- WORK REQUIRED: Using the records below, quote only the span that opens with the line containing "positive clicks: (174, 125)" and closes with the line containing "positive clicks: (197, 146)", exactly and inclusively.

··· RECORD EXCERPTS ···

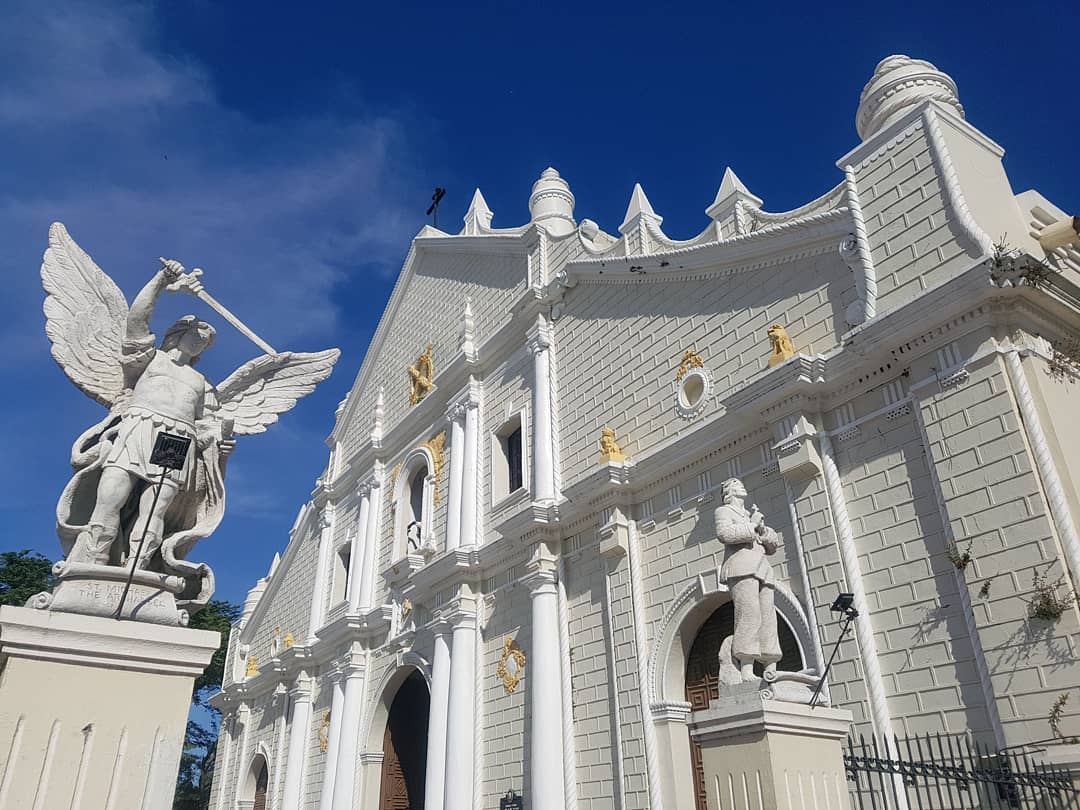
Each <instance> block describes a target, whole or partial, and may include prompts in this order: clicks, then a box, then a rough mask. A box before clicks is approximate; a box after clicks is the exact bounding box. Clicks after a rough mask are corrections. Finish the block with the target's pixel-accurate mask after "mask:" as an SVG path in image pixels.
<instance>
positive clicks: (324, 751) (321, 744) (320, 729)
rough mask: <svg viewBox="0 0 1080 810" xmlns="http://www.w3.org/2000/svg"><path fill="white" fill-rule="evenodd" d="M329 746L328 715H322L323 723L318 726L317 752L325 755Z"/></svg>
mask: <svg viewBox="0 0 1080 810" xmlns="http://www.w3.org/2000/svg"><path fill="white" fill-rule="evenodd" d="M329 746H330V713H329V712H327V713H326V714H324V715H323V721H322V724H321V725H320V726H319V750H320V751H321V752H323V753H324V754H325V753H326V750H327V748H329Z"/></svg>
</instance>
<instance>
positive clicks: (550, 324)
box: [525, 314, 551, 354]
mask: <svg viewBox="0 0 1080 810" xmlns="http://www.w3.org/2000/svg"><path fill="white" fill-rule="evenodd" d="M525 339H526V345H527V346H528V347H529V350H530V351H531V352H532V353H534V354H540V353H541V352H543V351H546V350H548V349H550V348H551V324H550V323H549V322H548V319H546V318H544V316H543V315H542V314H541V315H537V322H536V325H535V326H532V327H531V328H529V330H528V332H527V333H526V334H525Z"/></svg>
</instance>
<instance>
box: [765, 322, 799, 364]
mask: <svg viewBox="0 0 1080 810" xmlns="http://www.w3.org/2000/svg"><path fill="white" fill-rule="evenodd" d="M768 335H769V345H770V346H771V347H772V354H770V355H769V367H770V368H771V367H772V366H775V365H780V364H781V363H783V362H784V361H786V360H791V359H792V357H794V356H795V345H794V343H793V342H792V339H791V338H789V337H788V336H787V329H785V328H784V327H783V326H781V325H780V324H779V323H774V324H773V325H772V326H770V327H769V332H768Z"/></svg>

···
··· RECORD EXCERPTS ···

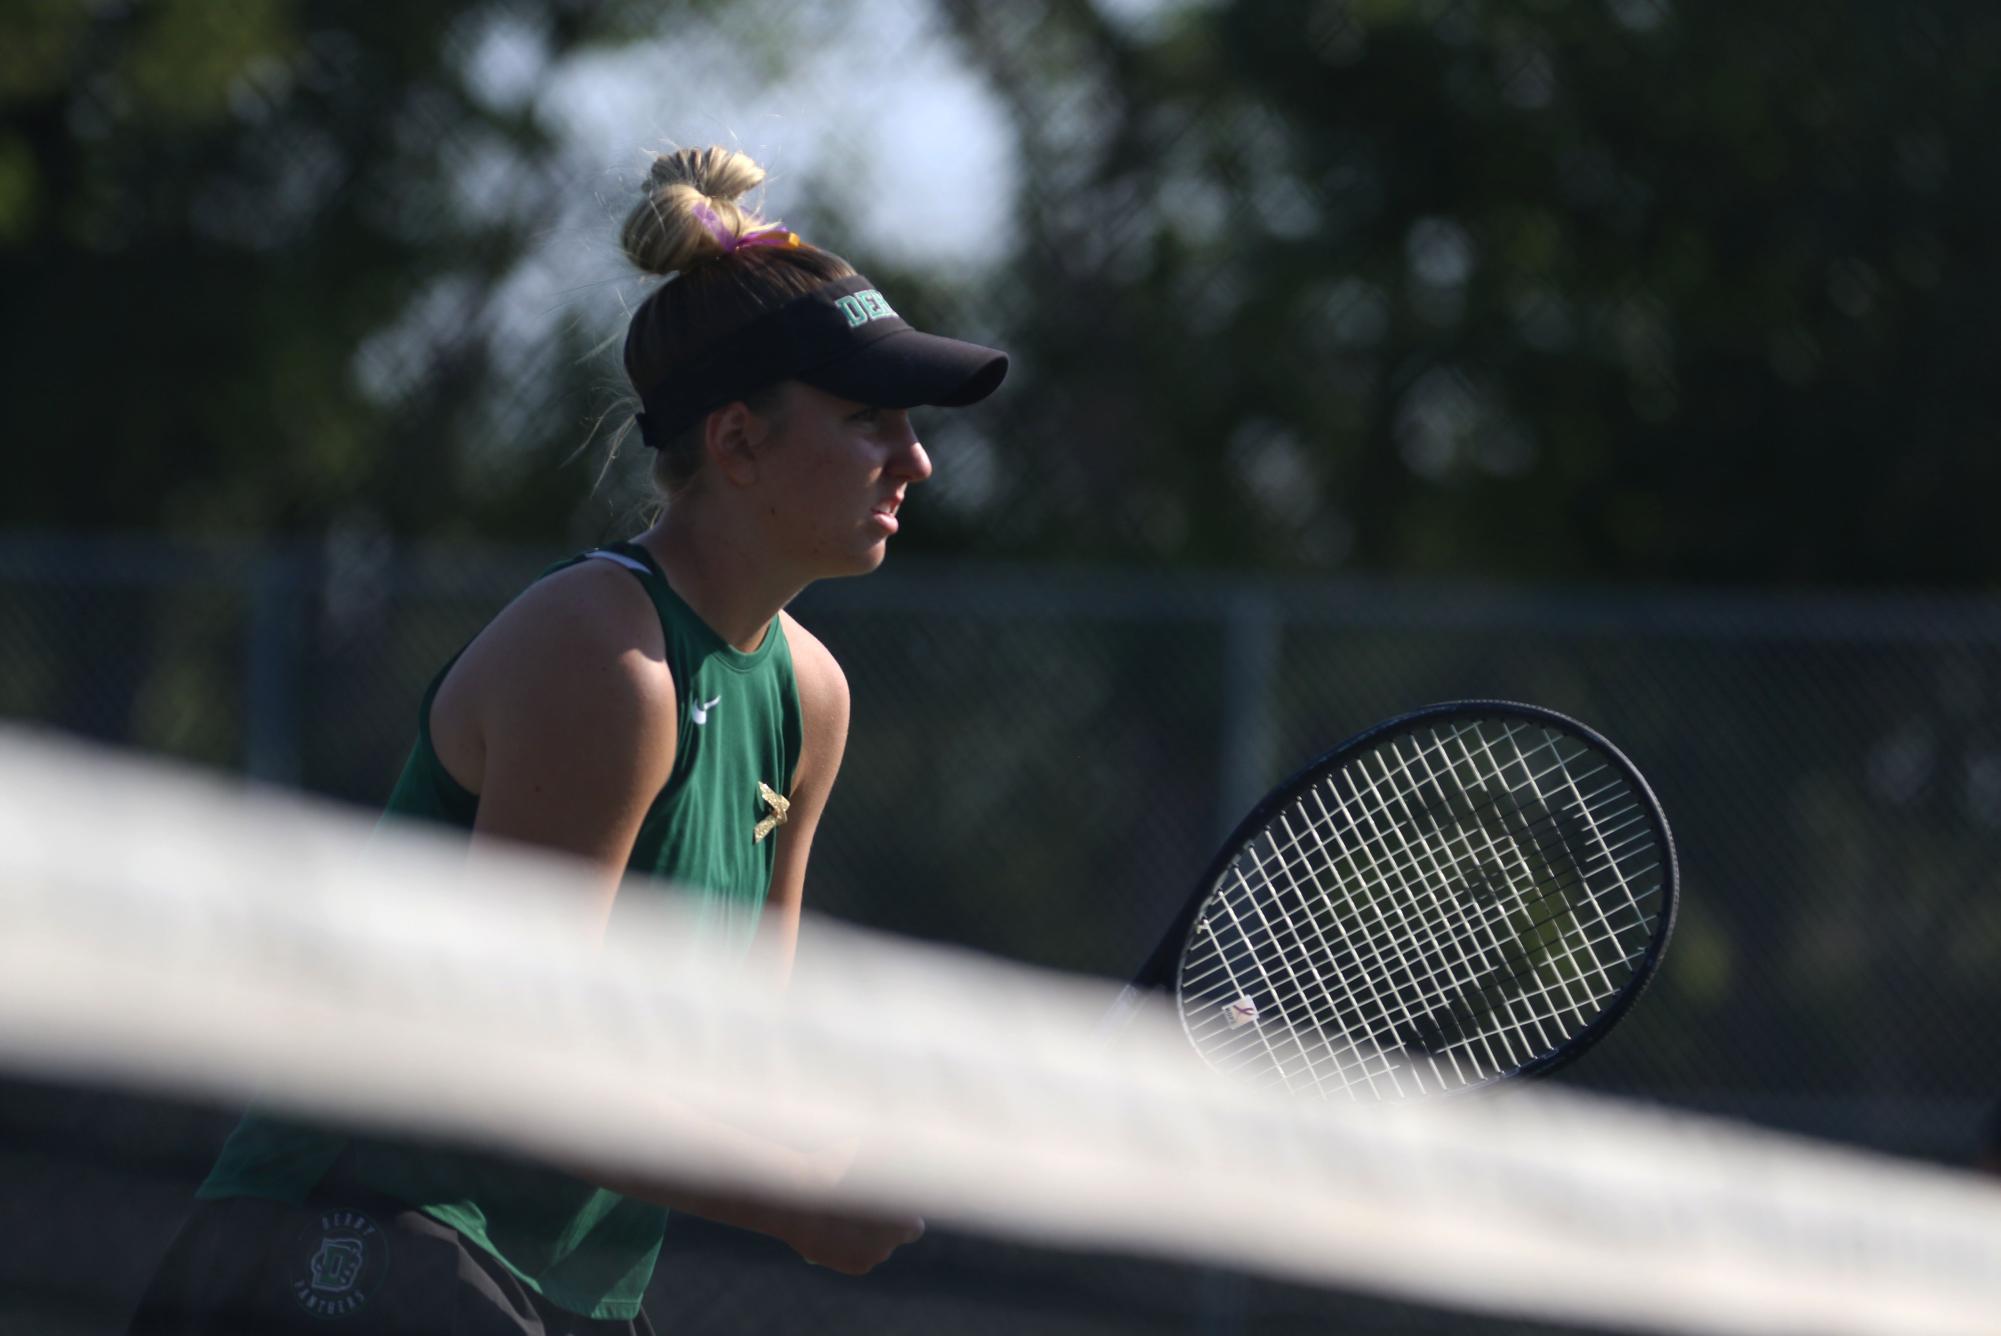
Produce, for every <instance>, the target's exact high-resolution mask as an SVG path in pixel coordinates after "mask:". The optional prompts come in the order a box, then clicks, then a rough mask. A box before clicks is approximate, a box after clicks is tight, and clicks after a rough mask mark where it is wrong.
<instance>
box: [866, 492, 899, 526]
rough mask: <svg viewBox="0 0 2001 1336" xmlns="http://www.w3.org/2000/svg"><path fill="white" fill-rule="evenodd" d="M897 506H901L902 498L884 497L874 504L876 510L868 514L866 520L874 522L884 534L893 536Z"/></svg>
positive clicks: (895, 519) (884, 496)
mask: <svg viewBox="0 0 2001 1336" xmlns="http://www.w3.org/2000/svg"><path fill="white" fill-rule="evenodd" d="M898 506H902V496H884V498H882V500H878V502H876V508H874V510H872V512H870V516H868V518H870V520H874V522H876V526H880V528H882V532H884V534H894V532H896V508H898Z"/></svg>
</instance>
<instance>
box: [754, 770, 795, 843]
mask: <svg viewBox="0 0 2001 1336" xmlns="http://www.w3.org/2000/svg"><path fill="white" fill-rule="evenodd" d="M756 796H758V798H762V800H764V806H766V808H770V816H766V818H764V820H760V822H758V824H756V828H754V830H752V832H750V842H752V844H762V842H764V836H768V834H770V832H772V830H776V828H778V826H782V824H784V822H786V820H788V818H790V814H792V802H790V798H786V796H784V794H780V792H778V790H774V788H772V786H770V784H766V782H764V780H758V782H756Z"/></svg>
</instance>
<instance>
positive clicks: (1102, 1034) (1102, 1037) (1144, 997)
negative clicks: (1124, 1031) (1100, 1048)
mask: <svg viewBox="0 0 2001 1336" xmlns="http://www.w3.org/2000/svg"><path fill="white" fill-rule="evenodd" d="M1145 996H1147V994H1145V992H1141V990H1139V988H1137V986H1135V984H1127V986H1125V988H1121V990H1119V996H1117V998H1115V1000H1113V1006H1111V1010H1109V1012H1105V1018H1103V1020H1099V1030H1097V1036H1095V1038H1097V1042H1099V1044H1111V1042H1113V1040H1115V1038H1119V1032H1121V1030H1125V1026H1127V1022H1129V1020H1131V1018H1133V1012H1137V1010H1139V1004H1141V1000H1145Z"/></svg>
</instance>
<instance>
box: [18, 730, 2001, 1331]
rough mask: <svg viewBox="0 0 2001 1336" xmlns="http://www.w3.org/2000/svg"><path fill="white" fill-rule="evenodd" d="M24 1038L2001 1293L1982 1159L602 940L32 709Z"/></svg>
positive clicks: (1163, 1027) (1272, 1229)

···
··· RECORD EXCERPTS ···

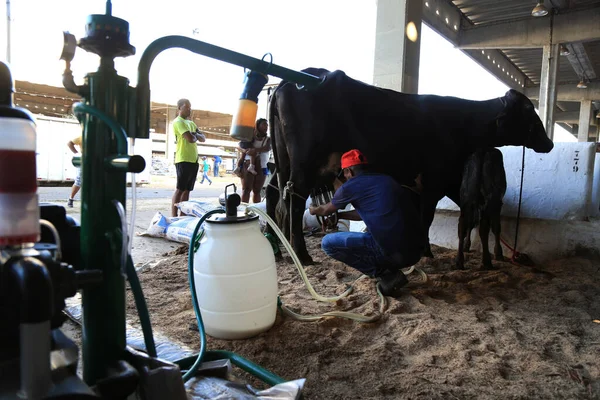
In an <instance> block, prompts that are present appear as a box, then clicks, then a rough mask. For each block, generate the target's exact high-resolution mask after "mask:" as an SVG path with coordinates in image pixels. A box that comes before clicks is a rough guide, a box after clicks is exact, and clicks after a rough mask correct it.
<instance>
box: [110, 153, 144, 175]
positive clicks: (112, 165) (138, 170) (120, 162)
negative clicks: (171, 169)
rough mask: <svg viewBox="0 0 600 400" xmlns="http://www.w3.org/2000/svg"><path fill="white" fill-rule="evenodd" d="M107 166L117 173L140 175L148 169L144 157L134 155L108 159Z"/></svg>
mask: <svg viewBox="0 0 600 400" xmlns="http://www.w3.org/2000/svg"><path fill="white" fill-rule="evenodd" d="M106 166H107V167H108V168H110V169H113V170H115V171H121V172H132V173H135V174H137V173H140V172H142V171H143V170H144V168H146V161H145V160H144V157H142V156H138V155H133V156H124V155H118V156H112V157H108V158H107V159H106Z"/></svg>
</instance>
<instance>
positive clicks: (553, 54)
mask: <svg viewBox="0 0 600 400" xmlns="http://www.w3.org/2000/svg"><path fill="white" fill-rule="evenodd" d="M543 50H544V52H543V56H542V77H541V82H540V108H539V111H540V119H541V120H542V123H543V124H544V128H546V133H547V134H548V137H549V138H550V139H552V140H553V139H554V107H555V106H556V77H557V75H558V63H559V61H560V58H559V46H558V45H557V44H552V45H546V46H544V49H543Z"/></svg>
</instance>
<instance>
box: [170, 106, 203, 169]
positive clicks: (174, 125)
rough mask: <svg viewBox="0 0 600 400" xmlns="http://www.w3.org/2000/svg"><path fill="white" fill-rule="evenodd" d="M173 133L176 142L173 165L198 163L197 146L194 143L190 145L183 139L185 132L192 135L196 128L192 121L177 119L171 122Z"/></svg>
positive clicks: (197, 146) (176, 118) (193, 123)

···

- ANSWER SECTION:
positive clicks: (174, 125)
rough mask: <svg viewBox="0 0 600 400" xmlns="http://www.w3.org/2000/svg"><path fill="white" fill-rule="evenodd" d="M173 133L176 142L173 165L198 163L197 146L194 143L190 145L183 139L185 132L192 135L196 128L192 121L177 119L171 122Z"/></svg>
positive clicks: (197, 146) (176, 118) (193, 123)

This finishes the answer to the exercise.